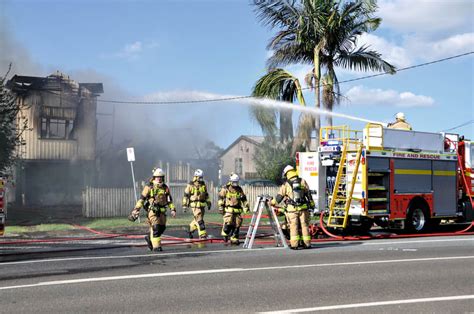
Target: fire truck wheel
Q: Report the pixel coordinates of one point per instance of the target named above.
(417, 218)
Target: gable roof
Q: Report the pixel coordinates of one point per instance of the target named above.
(256, 140)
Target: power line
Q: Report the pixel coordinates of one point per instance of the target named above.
(245, 97)
(461, 125)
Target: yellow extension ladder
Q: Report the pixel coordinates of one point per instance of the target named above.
(341, 197)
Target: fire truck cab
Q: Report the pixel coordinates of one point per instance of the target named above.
(394, 178)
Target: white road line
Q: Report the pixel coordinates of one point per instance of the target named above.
(386, 242)
(376, 242)
(228, 270)
(137, 255)
(357, 305)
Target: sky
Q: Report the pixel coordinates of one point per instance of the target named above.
(206, 49)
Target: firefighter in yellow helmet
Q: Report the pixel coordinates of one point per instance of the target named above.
(197, 198)
(155, 199)
(400, 123)
(232, 202)
(295, 194)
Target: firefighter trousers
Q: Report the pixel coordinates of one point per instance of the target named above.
(198, 221)
(231, 226)
(157, 222)
(299, 228)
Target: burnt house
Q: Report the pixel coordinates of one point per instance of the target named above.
(57, 158)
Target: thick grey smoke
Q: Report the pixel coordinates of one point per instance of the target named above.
(169, 133)
(14, 53)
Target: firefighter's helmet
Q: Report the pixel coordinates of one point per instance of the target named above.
(286, 169)
(234, 178)
(198, 173)
(400, 116)
(158, 172)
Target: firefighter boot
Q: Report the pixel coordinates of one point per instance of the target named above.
(226, 231)
(148, 242)
(235, 237)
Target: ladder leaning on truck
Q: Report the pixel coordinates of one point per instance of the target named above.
(394, 178)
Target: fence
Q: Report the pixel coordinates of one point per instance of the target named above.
(116, 202)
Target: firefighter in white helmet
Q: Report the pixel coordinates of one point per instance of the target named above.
(232, 202)
(197, 198)
(295, 194)
(155, 199)
(400, 122)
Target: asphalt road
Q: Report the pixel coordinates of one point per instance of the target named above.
(401, 275)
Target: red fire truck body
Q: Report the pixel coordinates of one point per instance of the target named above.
(396, 178)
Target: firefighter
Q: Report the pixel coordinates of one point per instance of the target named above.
(400, 122)
(232, 202)
(294, 193)
(155, 199)
(197, 198)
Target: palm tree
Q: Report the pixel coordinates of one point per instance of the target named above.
(323, 34)
(279, 84)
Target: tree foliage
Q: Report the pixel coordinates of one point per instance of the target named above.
(319, 33)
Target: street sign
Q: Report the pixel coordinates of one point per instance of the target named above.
(130, 154)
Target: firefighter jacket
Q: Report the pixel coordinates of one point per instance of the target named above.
(401, 125)
(295, 195)
(156, 197)
(232, 199)
(196, 195)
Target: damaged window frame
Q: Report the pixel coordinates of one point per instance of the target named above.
(57, 126)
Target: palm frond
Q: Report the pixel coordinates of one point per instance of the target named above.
(364, 60)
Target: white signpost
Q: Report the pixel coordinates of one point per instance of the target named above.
(131, 159)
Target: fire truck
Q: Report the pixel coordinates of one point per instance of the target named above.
(394, 178)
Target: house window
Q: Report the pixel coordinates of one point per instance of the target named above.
(56, 128)
(238, 166)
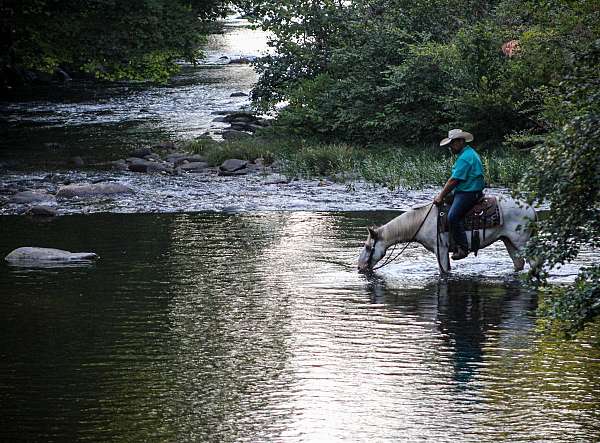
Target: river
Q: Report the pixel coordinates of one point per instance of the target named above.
(256, 327)
(231, 310)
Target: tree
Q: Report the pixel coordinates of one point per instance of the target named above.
(111, 39)
(566, 175)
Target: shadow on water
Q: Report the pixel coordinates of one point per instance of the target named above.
(256, 327)
(466, 309)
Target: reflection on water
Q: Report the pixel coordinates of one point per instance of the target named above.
(105, 121)
(255, 327)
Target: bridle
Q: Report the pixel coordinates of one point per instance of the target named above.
(390, 259)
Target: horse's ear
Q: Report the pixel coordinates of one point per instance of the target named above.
(372, 232)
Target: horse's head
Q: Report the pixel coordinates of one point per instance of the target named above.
(373, 251)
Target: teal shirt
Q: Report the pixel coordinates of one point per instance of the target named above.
(469, 170)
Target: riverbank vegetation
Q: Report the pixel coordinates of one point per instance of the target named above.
(106, 39)
(385, 165)
(517, 74)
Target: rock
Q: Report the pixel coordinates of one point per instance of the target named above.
(241, 60)
(232, 173)
(276, 179)
(140, 165)
(225, 112)
(76, 161)
(264, 122)
(233, 164)
(120, 165)
(179, 158)
(32, 255)
(42, 211)
(53, 145)
(168, 146)
(194, 166)
(141, 153)
(231, 134)
(31, 197)
(249, 127)
(241, 117)
(91, 190)
(62, 76)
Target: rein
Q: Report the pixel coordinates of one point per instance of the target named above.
(390, 259)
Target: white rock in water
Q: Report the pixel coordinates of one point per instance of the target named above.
(33, 254)
(87, 190)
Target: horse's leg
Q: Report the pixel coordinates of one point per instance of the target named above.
(514, 253)
(443, 258)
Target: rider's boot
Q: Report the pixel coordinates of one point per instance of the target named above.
(460, 253)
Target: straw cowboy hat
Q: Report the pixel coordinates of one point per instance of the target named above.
(453, 134)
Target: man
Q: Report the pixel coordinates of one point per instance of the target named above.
(467, 183)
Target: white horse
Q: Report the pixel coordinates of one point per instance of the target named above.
(514, 233)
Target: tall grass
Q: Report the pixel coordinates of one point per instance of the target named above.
(393, 167)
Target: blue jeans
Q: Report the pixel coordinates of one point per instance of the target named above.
(463, 201)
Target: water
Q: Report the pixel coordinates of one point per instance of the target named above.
(229, 309)
(256, 327)
(106, 121)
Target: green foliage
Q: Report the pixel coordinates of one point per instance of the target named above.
(404, 72)
(566, 176)
(111, 39)
(409, 168)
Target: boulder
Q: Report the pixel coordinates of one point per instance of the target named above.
(33, 255)
(120, 165)
(53, 145)
(42, 211)
(168, 146)
(31, 197)
(180, 158)
(243, 60)
(194, 166)
(233, 173)
(62, 76)
(140, 165)
(141, 153)
(233, 164)
(240, 126)
(241, 117)
(232, 134)
(93, 189)
(76, 161)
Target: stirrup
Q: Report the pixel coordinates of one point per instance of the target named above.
(460, 254)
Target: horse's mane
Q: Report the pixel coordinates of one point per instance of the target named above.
(403, 227)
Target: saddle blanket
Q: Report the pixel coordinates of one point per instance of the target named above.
(485, 214)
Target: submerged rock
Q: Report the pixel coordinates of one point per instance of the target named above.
(233, 164)
(141, 153)
(31, 197)
(232, 134)
(140, 165)
(77, 161)
(41, 255)
(42, 211)
(194, 166)
(93, 189)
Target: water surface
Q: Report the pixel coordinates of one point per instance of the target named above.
(256, 327)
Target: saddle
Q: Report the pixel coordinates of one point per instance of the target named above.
(484, 215)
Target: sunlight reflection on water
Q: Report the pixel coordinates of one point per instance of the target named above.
(256, 327)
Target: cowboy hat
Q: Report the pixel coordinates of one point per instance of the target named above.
(453, 134)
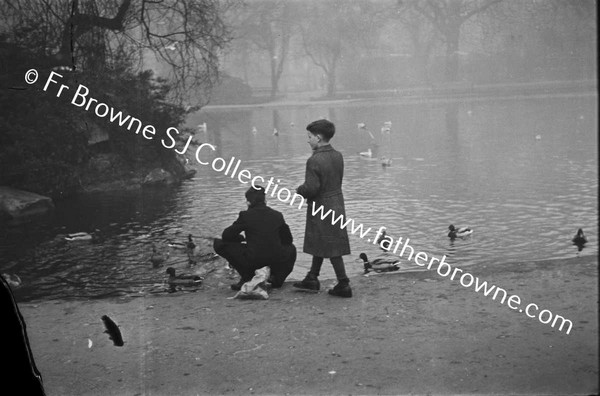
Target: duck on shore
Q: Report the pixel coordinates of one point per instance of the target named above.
(12, 279)
(459, 232)
(367, 154)
(379, 264)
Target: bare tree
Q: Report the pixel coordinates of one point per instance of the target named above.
(447, 16)
(186, 35)
(268, 26)
(332, 29)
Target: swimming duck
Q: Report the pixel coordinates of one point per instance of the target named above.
(367, 153)
(12, 279)
(459, 232)
(579, 239)
(180, 280)
(157, 258)
(380, 239)
(79, 236)
(380, 264)
(189, 245)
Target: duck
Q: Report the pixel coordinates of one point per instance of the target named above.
(157, 258)
(180, 280)
(367, 153)
(79, 236)
(380, 239)
(380, 264)
(579, 239)
(12, 279)
(459, 232)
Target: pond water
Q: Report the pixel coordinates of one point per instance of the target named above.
(523, 173)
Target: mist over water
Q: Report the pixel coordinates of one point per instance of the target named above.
(469, 163)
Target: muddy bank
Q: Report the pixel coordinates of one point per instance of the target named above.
(400, 334)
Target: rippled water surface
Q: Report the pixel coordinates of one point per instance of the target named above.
(523, 173)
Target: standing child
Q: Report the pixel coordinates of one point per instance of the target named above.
(323, 186)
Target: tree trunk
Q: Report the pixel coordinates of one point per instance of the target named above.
(331, 87)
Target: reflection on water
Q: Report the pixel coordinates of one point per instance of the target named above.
(474, 163)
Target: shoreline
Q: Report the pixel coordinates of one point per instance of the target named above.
(404, 333)
(418, 95)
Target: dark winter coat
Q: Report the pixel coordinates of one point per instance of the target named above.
(323, 186)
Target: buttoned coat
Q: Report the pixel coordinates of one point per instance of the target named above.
(323, 187)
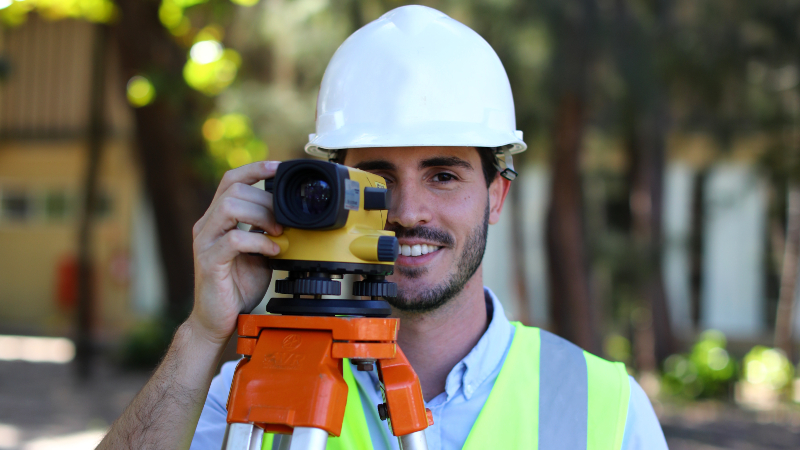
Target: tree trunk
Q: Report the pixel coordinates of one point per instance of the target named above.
(84, 318)
(169, 143)
(786, 299)
(571, 302)
(654, 334)
(572, 309)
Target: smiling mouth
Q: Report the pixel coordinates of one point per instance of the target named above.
(418, 249)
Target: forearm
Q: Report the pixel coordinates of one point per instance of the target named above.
(165, 412)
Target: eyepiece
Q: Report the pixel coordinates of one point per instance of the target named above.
(314, 196)
(310, 195)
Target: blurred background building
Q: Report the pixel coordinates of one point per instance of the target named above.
(658, 200)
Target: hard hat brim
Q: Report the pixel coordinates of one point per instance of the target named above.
(474, 136)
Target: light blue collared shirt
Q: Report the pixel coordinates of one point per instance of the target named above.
(454, 411)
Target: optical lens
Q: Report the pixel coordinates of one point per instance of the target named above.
(315, 196)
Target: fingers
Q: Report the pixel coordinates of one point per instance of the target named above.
(236, 242)
(231, 210)
(247, 174)
(225, 212)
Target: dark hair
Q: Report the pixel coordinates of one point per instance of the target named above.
(486, 154)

### WHAT TO DO
Return the material verbatim from the line containing "Target: hard hat brim" through the last line above, with both of those lines included.

### RESPONSE
Target: hard hat brim
Q: Report the pixel coordinates of one point per instance of the target named above.
(474, 136)
Target: light blue collared shirt
Q: Report the pixel coordinates of one point per instance of the target named above.
(454, 411)
Target: optical lens
Q: Report the pixel coordinates of one point per instance of the target named above.
(315, 196)
Target: fingers
Q: Report the pixel coordinates of one point per instance of the target named above.
(236, 242)
(231, 210)
(247, 174)
(225, 212)
Target: dark hair
Q: Report the pixel coordinates of one point per instance of the target named above.
(486, 154)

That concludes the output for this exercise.